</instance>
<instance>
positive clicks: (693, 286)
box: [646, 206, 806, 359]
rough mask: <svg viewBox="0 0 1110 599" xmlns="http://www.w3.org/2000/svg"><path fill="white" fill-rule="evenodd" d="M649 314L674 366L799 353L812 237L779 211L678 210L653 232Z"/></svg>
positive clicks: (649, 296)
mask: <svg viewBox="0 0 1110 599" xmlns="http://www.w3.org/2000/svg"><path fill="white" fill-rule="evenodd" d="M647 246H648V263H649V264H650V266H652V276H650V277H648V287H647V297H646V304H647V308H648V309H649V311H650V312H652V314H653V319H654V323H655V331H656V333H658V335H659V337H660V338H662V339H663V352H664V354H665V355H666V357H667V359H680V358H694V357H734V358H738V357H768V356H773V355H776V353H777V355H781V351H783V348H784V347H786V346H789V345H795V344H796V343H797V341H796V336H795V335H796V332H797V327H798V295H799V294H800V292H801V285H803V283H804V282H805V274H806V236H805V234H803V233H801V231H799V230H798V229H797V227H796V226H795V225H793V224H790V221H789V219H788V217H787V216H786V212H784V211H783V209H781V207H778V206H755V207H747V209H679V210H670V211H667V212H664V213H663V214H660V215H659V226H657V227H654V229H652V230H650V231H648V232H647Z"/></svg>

• To do
An exact retyping of the lines from the one with "rough mask: <svg" to the end of the material above, with both ends included and nothing added, is the required answer.

• Solved exercise
rough mask: <svg viewBox="0 0 1110 599" xmlns="http://www.w3.org/2000/svg"><path fill="white" fill-rule="evenodd" d="M649 314L674 366L799 353L812 237L779 211L678 210L653 232Z"/></svg>
positive clicks: (649, 296)
mask: <svg viewBox="0 0 1110 599" xmlns="http://www.w3.org/2000/svg"><path fill="white" fill-rule="evenodd" d="M647 246H648V263H649V264H650V266H652V276H650V277H648V287H647V297H646V304H647V308H648V309H649V311H650V312H652V314H653V319H654V323H655V331H656V333H658V335H659V337H660V338H662V339H663V352H664V354H665V355H666V357H667V359H680V358H694V357H734V358H738V357H768V356H773V355H776V353H777V355H781V351H783V348H784V347H786V346H789V345H795V344H796V343H797V341H796V336H795V335H796V332H797V327H798V295H799V294H800V292H801V285H803V283H804V282H805V274H806V236H805V234H803V233H801V231H799V230H798V229H797V227H796V226H795V225H793V224H790V221H789V219H788V217H787V216H786V212H784V211H783V209H781V207H778V206H755V207H747V209H679V210H670V211H667V212H664V213H663V214H660V215H659V226H657V227H654V229H652V230H650V231H648V232H647Z"/></svg>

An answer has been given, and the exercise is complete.